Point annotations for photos
==*==
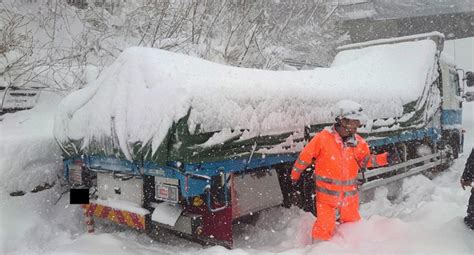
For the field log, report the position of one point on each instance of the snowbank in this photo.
(138, 98)
(29, 154)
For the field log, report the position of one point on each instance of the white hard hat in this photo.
(349, 110)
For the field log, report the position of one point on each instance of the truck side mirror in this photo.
(469, 79)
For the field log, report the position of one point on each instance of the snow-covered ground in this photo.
(422, 216)
(425, 216)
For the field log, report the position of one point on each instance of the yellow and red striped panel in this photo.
(122, 217)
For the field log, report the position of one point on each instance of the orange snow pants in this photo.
(325, 224)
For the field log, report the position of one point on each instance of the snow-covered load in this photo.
(192, 146)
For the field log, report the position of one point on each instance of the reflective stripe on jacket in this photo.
(336, 165)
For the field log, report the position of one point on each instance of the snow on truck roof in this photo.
(145, 90)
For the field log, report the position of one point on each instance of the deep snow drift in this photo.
(423, 216)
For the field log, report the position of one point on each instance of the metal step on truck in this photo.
(168, 142)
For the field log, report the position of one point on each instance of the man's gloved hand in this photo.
(392, 158)
(465, 183)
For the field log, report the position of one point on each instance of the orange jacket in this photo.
(336, 166)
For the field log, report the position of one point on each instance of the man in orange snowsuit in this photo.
(337, 153)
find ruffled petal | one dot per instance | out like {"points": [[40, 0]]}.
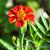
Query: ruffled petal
{"points": [[11, 19], [11, 13], [30, 17], [27, 10], [18, 24]]}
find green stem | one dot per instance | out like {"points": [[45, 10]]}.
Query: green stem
{"points": [[22, 41], [38, 48]]}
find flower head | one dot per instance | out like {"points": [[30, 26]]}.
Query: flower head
{"points": [[19, 15]]}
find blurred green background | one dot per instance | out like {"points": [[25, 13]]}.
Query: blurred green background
{"points": [[6, 29]]}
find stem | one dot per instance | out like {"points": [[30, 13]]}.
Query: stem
{"points": [[22, 41], [38, 48]]}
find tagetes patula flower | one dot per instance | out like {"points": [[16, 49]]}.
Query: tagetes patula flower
{"points": [[19, 15]]}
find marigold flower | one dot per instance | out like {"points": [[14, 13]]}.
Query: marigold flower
{"points": [[19, 15]]}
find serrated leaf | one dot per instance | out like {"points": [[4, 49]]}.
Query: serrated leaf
{"points": [[40, 26], [6, 45]]}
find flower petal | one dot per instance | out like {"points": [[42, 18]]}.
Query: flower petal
{"points": [[30, 17], [11, 19], [18, 24], [26, 9]]}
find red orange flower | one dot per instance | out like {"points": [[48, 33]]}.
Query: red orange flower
{"points": [[19, 15]]}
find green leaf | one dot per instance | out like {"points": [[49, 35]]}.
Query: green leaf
{"points": [[27, 45], [40, 26], [24, 28], [33, 4], [18, 44], [44, 20], [35, 29], [6, 45]]}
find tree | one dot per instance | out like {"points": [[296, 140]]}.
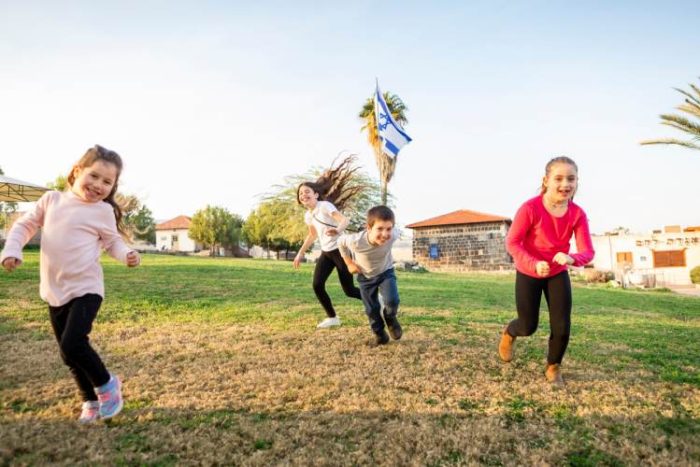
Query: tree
{"points": [[6, 209], [143, 225], [137, 218], [216, 227], [385, 164], [274, 226], [59, 184], [691, 106]]}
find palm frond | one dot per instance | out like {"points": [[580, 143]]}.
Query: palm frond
{"points": [[681, 123], [678, 142]]}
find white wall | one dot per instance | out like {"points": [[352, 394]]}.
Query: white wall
{"points": [[642, 247], [185, 243]]}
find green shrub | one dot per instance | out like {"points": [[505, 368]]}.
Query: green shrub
{"points": [[695, 275]]}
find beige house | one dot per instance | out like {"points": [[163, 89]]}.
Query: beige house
{"points": [[657, 259], [172, 235]]}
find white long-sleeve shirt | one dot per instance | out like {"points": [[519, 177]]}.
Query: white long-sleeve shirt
{"points": [[73, 235], [371, 259]]}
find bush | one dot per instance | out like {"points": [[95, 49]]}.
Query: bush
{"points": [[595, 276], [695, 275]]}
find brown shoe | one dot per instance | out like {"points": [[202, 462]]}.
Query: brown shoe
{"points": [[505, 347], [553, 374]]}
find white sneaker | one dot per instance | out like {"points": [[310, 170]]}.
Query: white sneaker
{"points": [[90, 412], [329, 322]]}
==*==
Write out only the lines from the line containing "find tree |" through the end of the material above, both end lines included. Pictures are not written out.

find tree | one dot per instance | out like {"points": [[296, 140]]}.
Query: tree
{"points": [[6, 209], [143, 225], [137, 218], [216, 227], [385, 164], [274, 226], [59, 184], [691, 106]]}
find palm frond | one dot per instance | out like {"points": [[580, 143]]}.
Query: palm frond
{"points": [[681, 123], [678, 142]]}
find white wall | one dot per instance | out like {"points": [[352, 394]]}.
Query: white wall
{"points": [[642, 247], [185, 243]]}
find green shrub | one dot per instance | out like {"points": [[505, 368]]}.
Query: green shrub
{"points": [[695, 275]]}
find beige house | one dot per instance | out like {"points": [[163, 89]]}.
Query: beige house
{"points": [[657, 259], [172, 235]]}
find white long-sleeve shirt | one dot per instance | out like {"points": [[519, 177]]}.
Query: white long-sleeve shirt
{"points": [[73, 235], [371, 259]]}
find bush | one dot per instance | out like {"points": [[95, 49]]}.
Query: bush
{"points": [[595, 276], [695, 275]]}
find brown shoe | one dot per instance | out like {"points": [[202, 462]]}.
Query: brown shoe
{"points": [[505, 347], [553, 374]]}
find white sneaker | one dot per instance | out like {"points": [[310, 170]]}.
Query: white sneaker
{"points": [[90, 412], [329, 322]]}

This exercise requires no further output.